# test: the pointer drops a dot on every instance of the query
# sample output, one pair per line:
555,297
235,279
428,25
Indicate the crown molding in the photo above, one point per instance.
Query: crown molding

# # # # # # #

ASSIGNMENT: Each line that includes the string "instance" should be copied from the data.

RESULT:
# test: the pointer drops a dot on every instance of the query
Indicate the crown molding in the photo above, one point per instance.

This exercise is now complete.